## Begin WORKING DATA

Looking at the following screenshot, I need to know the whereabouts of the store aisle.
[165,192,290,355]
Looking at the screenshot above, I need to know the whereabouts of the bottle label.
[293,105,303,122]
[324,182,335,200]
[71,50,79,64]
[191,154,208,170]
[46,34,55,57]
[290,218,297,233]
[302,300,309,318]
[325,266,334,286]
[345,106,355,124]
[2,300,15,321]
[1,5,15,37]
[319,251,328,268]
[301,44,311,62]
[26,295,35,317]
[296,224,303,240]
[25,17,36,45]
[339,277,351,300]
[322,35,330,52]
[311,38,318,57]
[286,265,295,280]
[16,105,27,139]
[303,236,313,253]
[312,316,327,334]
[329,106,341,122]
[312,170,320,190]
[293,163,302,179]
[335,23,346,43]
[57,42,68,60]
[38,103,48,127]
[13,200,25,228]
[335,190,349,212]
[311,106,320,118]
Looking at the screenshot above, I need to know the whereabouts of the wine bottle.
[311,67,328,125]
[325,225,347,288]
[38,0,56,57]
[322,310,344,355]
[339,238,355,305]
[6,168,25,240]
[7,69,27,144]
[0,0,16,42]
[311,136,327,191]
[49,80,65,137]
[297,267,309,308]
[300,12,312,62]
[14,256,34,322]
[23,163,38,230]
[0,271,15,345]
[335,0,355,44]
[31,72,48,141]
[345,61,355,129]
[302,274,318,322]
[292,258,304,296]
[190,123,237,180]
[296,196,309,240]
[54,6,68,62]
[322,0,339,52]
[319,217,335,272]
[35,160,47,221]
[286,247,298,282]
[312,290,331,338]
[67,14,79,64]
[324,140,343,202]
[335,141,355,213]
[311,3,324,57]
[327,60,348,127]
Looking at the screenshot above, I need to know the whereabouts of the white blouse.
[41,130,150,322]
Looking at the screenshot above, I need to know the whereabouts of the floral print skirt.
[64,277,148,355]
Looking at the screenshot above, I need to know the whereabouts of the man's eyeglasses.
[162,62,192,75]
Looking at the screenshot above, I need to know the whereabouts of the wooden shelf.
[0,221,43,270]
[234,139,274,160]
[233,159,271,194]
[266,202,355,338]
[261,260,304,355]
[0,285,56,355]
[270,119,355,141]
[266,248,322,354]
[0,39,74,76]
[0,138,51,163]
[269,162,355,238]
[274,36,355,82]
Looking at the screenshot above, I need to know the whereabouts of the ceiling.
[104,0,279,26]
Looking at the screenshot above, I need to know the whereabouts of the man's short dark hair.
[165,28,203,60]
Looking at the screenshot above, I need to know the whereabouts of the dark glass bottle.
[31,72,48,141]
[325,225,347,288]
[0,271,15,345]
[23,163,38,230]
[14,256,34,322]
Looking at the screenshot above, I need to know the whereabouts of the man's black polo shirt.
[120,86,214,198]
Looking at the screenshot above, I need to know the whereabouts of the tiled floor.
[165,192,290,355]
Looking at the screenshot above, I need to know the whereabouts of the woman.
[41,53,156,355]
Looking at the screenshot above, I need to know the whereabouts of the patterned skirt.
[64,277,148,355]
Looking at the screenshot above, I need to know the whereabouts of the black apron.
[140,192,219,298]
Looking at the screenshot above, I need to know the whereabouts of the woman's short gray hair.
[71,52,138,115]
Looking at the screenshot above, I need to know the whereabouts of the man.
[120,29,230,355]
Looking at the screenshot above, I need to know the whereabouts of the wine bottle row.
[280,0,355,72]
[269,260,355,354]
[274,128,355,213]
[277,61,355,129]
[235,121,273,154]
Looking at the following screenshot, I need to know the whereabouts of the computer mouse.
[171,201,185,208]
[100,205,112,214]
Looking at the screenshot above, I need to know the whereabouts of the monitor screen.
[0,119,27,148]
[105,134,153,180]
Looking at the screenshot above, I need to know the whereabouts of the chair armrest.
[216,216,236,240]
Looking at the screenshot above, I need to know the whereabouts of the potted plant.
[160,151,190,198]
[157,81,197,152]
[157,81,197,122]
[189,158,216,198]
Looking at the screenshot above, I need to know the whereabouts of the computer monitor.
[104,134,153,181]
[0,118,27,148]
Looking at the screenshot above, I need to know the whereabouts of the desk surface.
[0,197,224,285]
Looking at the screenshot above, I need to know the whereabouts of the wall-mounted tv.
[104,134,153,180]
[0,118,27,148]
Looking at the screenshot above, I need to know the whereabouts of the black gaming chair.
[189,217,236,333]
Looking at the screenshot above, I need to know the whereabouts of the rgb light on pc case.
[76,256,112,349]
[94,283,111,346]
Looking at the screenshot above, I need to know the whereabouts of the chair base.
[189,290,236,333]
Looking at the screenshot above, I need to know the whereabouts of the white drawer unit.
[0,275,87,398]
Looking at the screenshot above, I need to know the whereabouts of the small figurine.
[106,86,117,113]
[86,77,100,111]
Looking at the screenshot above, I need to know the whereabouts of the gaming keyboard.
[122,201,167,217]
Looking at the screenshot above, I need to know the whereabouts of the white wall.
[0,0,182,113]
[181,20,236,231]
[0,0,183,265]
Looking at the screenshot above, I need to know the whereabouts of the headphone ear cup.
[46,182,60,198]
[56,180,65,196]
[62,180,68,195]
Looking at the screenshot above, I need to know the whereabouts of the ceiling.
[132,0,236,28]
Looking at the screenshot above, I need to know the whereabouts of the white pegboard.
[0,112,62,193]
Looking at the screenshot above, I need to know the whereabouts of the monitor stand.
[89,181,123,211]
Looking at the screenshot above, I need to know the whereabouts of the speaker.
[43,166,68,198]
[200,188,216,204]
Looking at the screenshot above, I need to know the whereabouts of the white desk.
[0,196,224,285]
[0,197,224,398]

## End WORKING DATA

YOUR OBJECTIVE
In the lines from the one containing "of the woman." to the one containing "[71,52,138,115]", rename "black apron" as "dark smock" and give back only those lines, unchanged otherwise.

PROBLEM SOLUTION
Looking at the screenshot above, I need to know the whereabouts of the woman.
[41,53,156,355]
Looking at the screenshot above, I need to know the whereabouts of the patterned skirt.
[64,277,148,355]
Looking at the screenshot above, I need to know the whereabouts of the dark smock.
[140,192,219,298]
Looking at the screenshot above, I need to know the whereabouts of the woman's short gray hair.
[71,52,138,115]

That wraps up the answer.